— REQUIRED WORK —
Update everything from the line containing "look for smile" down to the line containing "[613,190,660,251]" by replacing "pearl" with "silver", and reproduce only those lines with all else unchanged.

___

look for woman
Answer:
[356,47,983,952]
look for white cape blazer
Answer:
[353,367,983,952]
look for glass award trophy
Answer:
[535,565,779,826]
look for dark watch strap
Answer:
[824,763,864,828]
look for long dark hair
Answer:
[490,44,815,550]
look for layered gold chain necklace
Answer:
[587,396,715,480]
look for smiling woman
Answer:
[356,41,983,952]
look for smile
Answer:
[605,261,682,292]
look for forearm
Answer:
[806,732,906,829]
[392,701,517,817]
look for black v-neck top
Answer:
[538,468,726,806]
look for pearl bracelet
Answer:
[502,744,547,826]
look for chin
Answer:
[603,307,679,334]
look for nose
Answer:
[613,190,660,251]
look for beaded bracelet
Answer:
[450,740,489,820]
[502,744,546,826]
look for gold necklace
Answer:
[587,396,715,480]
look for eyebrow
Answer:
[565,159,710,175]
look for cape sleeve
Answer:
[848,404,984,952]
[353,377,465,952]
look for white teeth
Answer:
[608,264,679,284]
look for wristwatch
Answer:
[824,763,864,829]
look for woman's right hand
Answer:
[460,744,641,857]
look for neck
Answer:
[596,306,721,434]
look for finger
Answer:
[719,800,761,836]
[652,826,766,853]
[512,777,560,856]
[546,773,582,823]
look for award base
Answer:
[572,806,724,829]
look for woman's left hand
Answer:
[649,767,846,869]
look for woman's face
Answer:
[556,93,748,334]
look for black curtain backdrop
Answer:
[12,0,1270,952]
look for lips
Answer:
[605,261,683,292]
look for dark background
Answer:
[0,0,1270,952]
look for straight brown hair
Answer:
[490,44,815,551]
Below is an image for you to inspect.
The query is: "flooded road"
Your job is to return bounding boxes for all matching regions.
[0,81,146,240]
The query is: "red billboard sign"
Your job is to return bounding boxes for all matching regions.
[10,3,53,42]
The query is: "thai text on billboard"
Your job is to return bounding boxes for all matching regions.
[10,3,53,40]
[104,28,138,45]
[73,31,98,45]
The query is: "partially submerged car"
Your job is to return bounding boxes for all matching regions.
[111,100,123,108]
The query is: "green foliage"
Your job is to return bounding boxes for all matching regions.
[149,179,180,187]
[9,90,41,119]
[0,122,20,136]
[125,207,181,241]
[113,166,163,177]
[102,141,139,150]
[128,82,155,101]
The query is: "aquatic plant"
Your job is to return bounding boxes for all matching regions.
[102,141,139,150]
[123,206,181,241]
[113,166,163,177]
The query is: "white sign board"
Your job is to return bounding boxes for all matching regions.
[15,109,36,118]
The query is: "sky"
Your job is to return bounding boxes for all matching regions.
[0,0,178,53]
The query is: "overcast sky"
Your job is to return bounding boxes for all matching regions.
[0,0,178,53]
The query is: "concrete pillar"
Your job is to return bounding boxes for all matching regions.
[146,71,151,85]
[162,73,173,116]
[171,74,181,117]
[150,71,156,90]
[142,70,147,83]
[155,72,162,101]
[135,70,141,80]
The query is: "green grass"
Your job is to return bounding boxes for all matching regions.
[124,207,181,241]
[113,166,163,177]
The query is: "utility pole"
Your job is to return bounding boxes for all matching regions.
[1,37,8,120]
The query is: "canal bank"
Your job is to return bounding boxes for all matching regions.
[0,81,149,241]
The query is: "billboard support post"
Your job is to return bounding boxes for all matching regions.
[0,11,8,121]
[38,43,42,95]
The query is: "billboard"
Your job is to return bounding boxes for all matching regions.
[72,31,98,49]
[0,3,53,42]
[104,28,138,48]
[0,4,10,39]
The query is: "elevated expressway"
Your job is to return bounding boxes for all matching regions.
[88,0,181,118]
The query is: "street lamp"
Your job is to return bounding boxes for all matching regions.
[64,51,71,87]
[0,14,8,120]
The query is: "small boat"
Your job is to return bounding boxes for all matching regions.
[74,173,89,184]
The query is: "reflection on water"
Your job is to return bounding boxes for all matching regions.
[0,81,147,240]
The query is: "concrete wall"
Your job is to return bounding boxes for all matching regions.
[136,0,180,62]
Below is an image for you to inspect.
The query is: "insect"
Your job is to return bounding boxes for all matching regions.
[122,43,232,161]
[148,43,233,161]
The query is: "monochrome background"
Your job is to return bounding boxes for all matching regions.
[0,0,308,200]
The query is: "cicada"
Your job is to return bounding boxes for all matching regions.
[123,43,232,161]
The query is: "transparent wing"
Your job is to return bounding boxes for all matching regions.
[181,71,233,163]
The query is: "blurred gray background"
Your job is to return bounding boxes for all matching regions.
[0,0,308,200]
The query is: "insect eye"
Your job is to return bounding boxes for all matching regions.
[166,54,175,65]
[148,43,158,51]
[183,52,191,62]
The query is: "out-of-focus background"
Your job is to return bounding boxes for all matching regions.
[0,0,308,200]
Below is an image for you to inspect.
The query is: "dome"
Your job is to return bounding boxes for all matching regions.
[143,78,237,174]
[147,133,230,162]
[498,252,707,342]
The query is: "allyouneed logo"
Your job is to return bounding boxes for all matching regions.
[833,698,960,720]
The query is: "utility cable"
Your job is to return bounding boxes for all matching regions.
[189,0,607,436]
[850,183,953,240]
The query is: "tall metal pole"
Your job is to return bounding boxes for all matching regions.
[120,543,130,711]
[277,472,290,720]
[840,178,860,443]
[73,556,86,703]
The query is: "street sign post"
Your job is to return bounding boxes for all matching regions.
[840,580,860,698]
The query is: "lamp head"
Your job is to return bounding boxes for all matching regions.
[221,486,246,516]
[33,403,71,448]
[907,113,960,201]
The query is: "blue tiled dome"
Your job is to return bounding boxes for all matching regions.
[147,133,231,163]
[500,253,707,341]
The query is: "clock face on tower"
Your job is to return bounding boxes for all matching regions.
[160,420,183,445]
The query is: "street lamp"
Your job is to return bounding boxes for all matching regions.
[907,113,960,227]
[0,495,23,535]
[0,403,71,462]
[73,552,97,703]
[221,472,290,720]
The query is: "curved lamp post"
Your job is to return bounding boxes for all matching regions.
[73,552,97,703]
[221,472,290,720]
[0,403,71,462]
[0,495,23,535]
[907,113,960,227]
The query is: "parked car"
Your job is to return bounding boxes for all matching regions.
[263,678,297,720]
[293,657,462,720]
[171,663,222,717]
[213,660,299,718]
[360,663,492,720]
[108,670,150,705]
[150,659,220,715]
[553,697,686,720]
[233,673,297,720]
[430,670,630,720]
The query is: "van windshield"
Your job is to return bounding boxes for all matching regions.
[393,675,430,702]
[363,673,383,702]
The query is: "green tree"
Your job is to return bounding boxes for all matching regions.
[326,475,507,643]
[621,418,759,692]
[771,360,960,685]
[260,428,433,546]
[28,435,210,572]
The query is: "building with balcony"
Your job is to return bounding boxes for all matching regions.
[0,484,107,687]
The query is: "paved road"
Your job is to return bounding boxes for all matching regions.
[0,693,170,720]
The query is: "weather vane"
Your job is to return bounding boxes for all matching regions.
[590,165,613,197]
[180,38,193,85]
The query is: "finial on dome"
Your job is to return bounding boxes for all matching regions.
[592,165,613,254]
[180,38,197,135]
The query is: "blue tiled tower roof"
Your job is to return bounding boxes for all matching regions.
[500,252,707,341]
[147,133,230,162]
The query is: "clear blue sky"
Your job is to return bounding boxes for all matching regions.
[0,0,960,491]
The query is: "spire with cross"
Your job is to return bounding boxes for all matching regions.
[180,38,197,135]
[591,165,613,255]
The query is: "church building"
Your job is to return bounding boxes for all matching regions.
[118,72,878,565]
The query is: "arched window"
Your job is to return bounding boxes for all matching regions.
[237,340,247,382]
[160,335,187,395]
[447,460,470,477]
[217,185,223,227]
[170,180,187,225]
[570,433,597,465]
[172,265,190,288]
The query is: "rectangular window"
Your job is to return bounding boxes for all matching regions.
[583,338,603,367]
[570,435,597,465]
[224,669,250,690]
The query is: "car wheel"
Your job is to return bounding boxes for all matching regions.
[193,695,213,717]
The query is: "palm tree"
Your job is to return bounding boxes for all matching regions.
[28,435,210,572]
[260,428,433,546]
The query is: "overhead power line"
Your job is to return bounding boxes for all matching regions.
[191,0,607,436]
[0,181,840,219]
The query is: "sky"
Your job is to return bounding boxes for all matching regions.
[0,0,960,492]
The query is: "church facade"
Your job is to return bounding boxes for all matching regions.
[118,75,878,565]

___

— SOLUTION FOR THIS EXERCISE —
look for smile
Answer:
[605,261,682,292]
look for forearm
Answer:
[806,732,906,829]
[392,701,517,817]
look for black v-neck top
Answer:
[538,468,726,806]
look for silver bracelet
Answer:
[502,744,547,826]
look for chin
Answer:
[603,307,679,334]
look for nose
Answer:
[613,190,660,251]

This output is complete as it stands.